> PROBLEM DESCRIPTION: In the records below, find the line that contains "like [344, 207]." and the line that contains "like [340, 155].". Set down exactly those lines and every line between them, and nothing more.

= = = = =

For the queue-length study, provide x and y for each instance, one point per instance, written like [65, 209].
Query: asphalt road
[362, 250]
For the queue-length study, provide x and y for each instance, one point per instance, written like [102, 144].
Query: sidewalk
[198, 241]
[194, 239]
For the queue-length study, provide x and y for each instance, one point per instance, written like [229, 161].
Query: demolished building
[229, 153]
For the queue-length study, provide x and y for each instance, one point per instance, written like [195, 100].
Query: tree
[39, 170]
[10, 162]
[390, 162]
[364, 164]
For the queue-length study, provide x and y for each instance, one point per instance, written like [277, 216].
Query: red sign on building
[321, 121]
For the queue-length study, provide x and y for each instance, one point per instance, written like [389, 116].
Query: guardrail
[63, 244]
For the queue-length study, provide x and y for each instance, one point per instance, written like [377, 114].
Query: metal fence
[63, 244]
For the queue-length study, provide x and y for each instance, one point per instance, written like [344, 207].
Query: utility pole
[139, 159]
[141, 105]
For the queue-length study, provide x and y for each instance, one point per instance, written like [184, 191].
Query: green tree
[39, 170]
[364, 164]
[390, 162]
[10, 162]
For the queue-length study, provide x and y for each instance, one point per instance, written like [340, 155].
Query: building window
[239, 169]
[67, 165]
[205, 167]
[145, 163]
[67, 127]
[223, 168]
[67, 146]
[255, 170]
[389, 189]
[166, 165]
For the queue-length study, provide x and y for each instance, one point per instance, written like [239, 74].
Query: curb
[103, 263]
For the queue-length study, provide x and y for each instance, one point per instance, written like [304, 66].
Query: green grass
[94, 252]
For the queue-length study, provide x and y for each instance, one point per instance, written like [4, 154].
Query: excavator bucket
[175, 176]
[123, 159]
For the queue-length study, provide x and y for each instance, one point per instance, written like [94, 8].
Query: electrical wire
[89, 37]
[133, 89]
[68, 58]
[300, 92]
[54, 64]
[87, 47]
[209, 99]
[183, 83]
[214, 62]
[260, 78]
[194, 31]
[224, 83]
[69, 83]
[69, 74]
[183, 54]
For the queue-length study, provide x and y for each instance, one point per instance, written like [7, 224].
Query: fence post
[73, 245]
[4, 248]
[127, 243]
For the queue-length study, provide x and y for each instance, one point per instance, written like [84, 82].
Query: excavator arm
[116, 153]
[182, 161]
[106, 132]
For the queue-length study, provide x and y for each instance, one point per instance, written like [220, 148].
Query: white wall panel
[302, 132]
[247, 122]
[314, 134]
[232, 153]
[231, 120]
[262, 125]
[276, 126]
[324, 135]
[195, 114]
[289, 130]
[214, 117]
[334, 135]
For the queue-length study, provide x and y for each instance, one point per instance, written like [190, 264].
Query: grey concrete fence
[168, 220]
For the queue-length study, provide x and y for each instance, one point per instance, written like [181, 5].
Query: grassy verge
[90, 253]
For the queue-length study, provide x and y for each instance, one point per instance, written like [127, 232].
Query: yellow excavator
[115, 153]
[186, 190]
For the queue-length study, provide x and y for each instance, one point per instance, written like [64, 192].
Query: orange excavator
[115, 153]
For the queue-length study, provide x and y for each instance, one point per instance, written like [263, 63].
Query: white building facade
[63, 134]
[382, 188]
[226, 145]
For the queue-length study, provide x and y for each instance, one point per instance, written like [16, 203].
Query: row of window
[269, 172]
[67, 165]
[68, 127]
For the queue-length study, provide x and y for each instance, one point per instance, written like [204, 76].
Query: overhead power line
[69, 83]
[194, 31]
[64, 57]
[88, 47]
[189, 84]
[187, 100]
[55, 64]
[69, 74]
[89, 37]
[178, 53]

= = = = =

> ANSWER FOR THE TASK:
For the queue-length study, provide x and y for each instance, one point per instance, written like [344, 207].
Query: utility pole
[139, 159]
[141, 105]
For the queue-length study, provide x and y for each instance, one point per instance, written like [184, 191].
Query: green tree
[39, 170]
[364, 164]
[390, 162]
[10, 162]
For the queue-length study, provide x and y for each instance, one point per instance, written like [340, 155].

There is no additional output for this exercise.